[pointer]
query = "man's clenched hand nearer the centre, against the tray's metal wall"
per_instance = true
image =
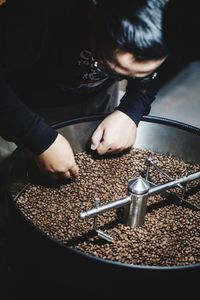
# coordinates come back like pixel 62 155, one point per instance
pixel 116 133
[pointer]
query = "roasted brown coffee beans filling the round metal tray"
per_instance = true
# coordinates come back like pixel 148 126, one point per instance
pixel 170 235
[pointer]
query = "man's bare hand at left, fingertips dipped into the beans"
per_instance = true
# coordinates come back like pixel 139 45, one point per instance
pixel 58 160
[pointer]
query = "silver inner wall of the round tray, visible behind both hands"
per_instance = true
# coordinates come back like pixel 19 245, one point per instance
pixel 153 134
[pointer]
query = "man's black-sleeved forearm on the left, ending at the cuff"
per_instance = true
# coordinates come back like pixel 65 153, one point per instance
pixel 21 125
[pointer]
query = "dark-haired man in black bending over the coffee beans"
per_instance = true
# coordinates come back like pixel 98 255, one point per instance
pixel 72 53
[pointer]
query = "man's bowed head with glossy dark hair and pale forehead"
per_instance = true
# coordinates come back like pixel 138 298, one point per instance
pixel 127 37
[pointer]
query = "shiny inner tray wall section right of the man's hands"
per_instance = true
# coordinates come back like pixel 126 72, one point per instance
pixel 169 139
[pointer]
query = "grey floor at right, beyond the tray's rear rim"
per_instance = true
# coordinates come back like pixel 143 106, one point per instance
pixel 179 98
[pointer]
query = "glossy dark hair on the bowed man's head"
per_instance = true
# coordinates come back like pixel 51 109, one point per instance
pixel 134 26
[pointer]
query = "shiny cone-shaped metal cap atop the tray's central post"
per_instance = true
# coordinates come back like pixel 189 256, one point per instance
pixel 138 186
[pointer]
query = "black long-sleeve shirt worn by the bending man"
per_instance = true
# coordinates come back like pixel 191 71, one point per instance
pixel 52 38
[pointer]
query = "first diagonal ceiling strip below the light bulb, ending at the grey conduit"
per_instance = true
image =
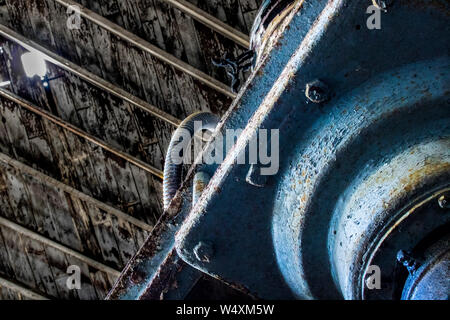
· · · · ·
Activity - Copy out the entries exactly as they stand, omitting the images.

Your solution -
[pointer]
query = "man's clenched hand nearer the centre, against the tray's metal wall"
per_instance = true
image =
# coordinates come back like pixel 62 155, one point per instance
pixel 116 133
[pointer]
query = "roasted brown coffee beans filling the round metal tray"
per_instance = true
# coordinates come back like pixel 148 126, one point per instance
pixel 170 235
[pointer]
query = "man's bare hand at left, fingertips dipped into the beans"
per_instance = true
# coordinates come back like pixel 139 45, one point per instance
pixel 58 160
[pointer]
query = "silver inner wall of the round tray, visible behind both hands"
per_instance = true
# coordinates come back like pixel 19 245, one point per instance
pixel 153 134
[pointer]
query = "man's black-sleeved forearm on the left, ending at the cuff"
per_instance = true
# coordinates come back like pixel 65 153, one point per instance
pixel 21 125
[pointer]
query = "dark-haired man in black bending over the coffee beans"
per_instance = true
# coordinates come back like pixel 98 255, one point per instance
pixel 72 53
[pointer]
query = "man's bowed head with glossy dark hair and pale forehead"
per_instance = true
# coordinates come back like pixel 138 298, one point per instance
pixel 127 37
[pointer]
query = "shiny inner tray wall section right of the man's hands"
per_instance = true
# coordinates come back like pixel 126 72, one point per instance
pixel 169 139
[pointer]
query = "grey floor at right, beyond the tray's rear rim"
per_instance = true
# coordinates come back like pixel 143 106, one point per instance
pixel 179 98
[pointer]
query = "glossy dark hair on the bowed man's head"
per_instance = true
# coordinates come back like pixel 51 109, one point per instance
pixel 134 26
[pointer]
query = "shiny cone-shaped metal cap atop the tray's central post"
per_instance = true
# coordinates come back like pixel 189 256, one point per instance
pixel 138 186
[pointer]
query = "black long-sleeve shirt worn by the bending man"
per_instance = true
# coordinates come back like pixel 191 71, one point per instance
pixel 52 38
[pointer]
query = "first diagonal ceiling strip below the light bulb, ending at the grey conduit"
per_instance = true
image =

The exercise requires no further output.